((

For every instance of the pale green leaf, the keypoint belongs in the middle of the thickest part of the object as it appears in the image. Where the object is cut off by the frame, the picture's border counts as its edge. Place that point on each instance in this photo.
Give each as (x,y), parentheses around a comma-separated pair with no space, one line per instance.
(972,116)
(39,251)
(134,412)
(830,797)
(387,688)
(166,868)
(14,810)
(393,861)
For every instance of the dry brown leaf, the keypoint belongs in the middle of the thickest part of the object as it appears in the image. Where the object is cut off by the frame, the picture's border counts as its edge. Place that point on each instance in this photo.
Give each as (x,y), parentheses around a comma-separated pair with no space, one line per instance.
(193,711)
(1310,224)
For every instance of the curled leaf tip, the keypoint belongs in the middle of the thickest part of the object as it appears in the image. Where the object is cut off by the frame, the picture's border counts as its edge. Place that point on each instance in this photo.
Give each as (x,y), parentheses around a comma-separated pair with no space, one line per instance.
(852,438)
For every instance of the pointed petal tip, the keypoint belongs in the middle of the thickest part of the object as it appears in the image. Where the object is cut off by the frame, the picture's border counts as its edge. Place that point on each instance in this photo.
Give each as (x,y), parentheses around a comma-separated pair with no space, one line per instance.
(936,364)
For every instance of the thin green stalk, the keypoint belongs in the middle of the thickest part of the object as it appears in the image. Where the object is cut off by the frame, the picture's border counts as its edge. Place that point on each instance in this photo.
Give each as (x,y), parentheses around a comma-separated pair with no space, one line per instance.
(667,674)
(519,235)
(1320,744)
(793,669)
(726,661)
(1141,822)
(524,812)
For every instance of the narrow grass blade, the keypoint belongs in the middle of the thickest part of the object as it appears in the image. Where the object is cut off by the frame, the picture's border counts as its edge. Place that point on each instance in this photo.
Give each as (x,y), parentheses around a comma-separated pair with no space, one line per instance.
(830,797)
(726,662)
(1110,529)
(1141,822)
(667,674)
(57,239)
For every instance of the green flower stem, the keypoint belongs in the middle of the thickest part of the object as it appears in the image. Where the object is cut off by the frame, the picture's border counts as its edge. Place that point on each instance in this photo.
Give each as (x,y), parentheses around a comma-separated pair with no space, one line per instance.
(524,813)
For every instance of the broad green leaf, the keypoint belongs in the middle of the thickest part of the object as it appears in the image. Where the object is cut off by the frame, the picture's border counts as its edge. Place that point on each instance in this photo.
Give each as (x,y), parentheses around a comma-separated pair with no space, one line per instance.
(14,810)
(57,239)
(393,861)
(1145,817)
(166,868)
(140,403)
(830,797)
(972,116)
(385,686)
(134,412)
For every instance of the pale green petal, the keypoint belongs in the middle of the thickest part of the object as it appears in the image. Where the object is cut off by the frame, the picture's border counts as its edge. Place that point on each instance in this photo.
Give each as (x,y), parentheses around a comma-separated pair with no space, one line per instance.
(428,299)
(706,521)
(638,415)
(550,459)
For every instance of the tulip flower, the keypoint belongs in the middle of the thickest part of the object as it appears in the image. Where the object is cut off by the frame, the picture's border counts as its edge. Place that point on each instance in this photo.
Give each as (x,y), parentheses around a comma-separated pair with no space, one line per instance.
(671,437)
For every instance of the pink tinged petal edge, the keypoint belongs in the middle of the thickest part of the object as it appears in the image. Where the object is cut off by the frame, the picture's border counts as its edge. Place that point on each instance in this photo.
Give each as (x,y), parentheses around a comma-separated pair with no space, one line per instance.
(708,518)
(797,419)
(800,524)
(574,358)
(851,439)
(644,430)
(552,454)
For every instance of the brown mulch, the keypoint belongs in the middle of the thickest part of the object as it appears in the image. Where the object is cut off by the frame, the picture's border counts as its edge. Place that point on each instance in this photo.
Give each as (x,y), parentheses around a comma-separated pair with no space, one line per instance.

))

TO DO
Each line from the one containing "For every instance of the pale green petal, the" through the end of the entries, both included, is to be returned exactly, with no other lines.

PROBLEM SOLUTION
For every instance of the pale green petal, the keypoint belongs in the middle of the thickest part of the object as it appears in the image. Where the object is cut off by the frame, the picture's border counts as its edge. Place that point on each instance in this photo.
Give each as (x,y), parentheses around a comma-separated pair with no space, one line per instance.
(428,299)
(706,521)
(638,415)
(550,459)
For every instance of the tulip flower, the keypoint belongs in the middle of the thickest part of the object as it appears in the image. Where the object is cut off by the frame, the picture's border counts as its edge. Place that point on each instance in this photo.
Give each as (x,y), parentheses around a comma-separated pair with no space, one line per instance.
(671,437)
For every instance of the pink tinged petal edge, the keypoint belongs in the middle of the thickest part of the object as it appears in the image. Where the object is cut off by the frame, the picture's border counts as its edge. Place that point on each instance in this photo.
Give each as (x,y), parentheses around a comma-separated pair with no space, one line per instance.
(708,518)
(797,419)
(800,524)
(574,358)
(851,439)
(644,430)
(552,454)
For every instance of the brown mulch, the keypoint belongs in the middle of the thickest part of the object as it appears in the image. Where the object is cut off by the frame, the picture's border counts as its edge. Place that point on each instance in this photo.
Give each as (x,y), parentheses around a comma-separated pair with no space, one line per instance.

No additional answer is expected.